**Trecho fornecido**
11.ª A douta decisão de que se recorre ao julgar improcedente o pedido reconvencional dos ora Recorrentes não fez uma correta interpretação e aplicação da lei aos factos provados.
12.ª Ficou provado que com a assinatura do contrato promessa de cessão da posição contratual, celebrado em 21/01/2002, o Recorrido recebeu dos Recorrentes as chaves da fração destinada a habitação e que a utilizou para sua habitação até Setembro de 2009, isto é muitos anos depois de ter procedido à resolução do contrato, que ocorreu em 27/10/2004.
13.ª Ficou igualmente provado que o valor das frações em causa entre 2002 e 2009 era de, pelo menos, € 300,00 mensais.
Assim,
14.ª Atentos os factos provados, estão preenchidos os requisitos previstos no n.º 1 do artigo 473.º do C.C., pois o Recorrido utilizou a fração em causa, depois de ter procedido motu proprium à respetiva resolução contratual, sem nada pagar aos Recorrentes, de quem recebeu as chaves ao abrigo do contrato promessa de cessão de posição contratual com eles celebrado, locupletando-se à sua custa, na medida em que o próprio direito de retenção foi exercido também perante os Recorrentes e não perante qualquer terceiro!

**Exercício proposto a**
Retranscreva, sem nenhuma alteração, todas as linhas dos registros e deixe as imagens fora da resposta.
O trecho e os registros não têm nenhuma relação entre si.

**Dados fornecidos**
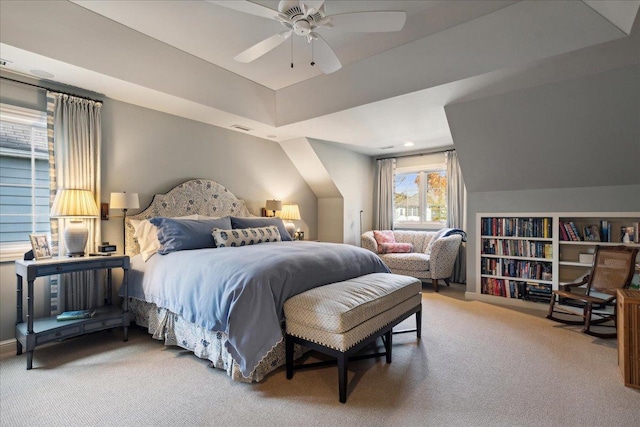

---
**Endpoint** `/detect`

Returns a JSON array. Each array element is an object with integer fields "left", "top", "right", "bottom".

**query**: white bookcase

[{"left": 466, "top": 212, "right": 640, "bottom": 310}]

**Exercício proposto b**
Reproduza fielmente a parte do trecho sobre o recurso que começa em "12.ª Ficou provado" e segue até "menos, € 300,00 mensais.".

**Resultado a**
---
**Endpoint** `/detect`

Returns a JSON array. Each array element is an object with integer fields "left", "top", "right", "bottom".

**query**: white bookcase

[{"left": 466, "top": 212, "right": 640, "bottom": 310}]

**Resultado b**
12.ª Ficou provado que com a assinatura do contrato promessa de cessão da posição contratual, celebrado em 21/01/2002, o Recorrido recebeu dos Recorrentes as chaves da fração destinada a habitação e que a utilizou para sua habitação até Setembro de 2009, isto é muitos anos depois de ter procedido à resolução do contrato, que ocorreu em 27/10/2004.
13.ª Ficou igualmente provado que o valor das frações em causa entre 2002 e 2009 era de, pelo menos, € 300,00 mensais.